### 抜粋本文

——————————

このことが我々を次の点に導きます、宜しいでしょうか、人は問います、分離と断片化の中で進化してきた人間の精神は...
A それが進化ということです、はい。
K そのような精神は変質できるのかどうか、影響やプロパガンダや脅しや罰によって生み出されるのではない再生を遂げられるのかどうか、なぜなら、もしそれが見返りを得ようとするので変わるなら...
A それは変わっていません。
K ...それは変わっていません。そのように、それは人が問わなければならない根本的なことの一つです、そしてそれを行動で応えるのです、言葉でではありません。人間の精神は矛盾の中を、二重性の中を、“私”と“私でないもの”、この伝統的な分裂、分断、断片化の中で進化してきました。それでは、そのような精神はこの事実を観察者なしに観察できますか、というのは、そのときのみ何らかの再生があるだけだからです。それを観察している観察者がいる限り、争いが生じます。私は明瞭に話しているかどうか分かりません。
A はい、あなたは明瞭に話しています。
K 宜しいでしょうか、困難なことは、ほとんどの人たちが耳を傾けようとさえしないことです。
A それは分かります。
K 彼らが耳を傾けても、彼らは彼らの結論に照らして聞くのです。もし私が共産主義者なら、私はあるところまではあなたに耳を傾けます。それを過ぎると私はあなたに耳を傾けません、そしてもし私が少し狂っているなら、私はあなたに耳を傾けて、私の聞くことを私の狂った何かに従って解釈します。
A その通りです。
K そのように、人は途方もなく真剣に耳を傾けなければなりません。真剣にというのは私の特異な偏見や性向を脇へ追いやって、あなたの言っていることに耳を傾けるという意味です、なぜなら耳を傾けることは奇跡だからです。あなたの言ったことで私は何をしましょうか、ということではないのです。

——————————

### 資料

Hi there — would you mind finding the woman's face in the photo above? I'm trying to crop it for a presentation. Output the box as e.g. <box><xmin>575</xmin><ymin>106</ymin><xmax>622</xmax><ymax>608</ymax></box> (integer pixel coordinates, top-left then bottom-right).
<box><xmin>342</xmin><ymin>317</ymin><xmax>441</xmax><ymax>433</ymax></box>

——————————

### 課題 A
抜粋本文によると、分裂の中で進化してきた精神が事実を観察者なしに観察することが求められるのはなぜですか。本文が挙げる理由を説明してください。
### 課題 B
抜粋本文で、自分が共産主義者なら相手の話にどう耳を傾けると述べられていますか。
### 課題 C
抜粋本文のうち、「K そのような精神は変質でき」で始まり「った何かに従って解釈します。」で終わる部分を、そのまま正確に書き写してください。

### 解答 A
観察者なしに観察するときにのみ、何らかの再生があるからです。また、観察している観察者がいる限り、争いが生じるとも述べられています。

### 解答 B
あるところまでは耳を傾けますが、それを過ぎると耳を傾けなくなると述べられています。

### 解答 C
K そのような精神は変質できるのかどうか、影響やプロパガンダや脅しや罰によって生み出されるのではない再生を遂げられるのかどうか、なぜなら、もしそれが見返りを得ようとするので変わるなら...
A それは変わっていません。
K ...それは変わっていません。そのように、それは人が問わなければならない根本的なことの一つです、そしてそれを行動で応えるのです、言葉でではありません。人間の精神は矛盾の中を、二重性の中を、“私”と“私でないもの”、この伝統的な分裂、分断、断片化の中で進化してきました。それでは、そのような精神はこの事実を観察者なしに観察できますか、というのは、そのときのみ何らかの再生があるだけだからです。それを観察している観察者がいる限り、争いが生じます。私は明瞭に話しているかどうか分かりません。
A はい、あなたは明瞭に話しています。
K 宜しいでしょうか、困難なことは、ほとんどの人たちが耳を傾けようとさえしないことです。
A それは分かります。
K 彼らが耳を傾けても、彼らは彼らの結論に照らして聞くのです。もし私が共産主義者なら、私はあるところまではあなたに耳を傾けます。それを過ぎると私はあなたに耳を傾けません、そしてもし私が少し狂っているなら、私はあなたに耳を傾けて、私の聞くことを私の狂った何かに従って解釈します。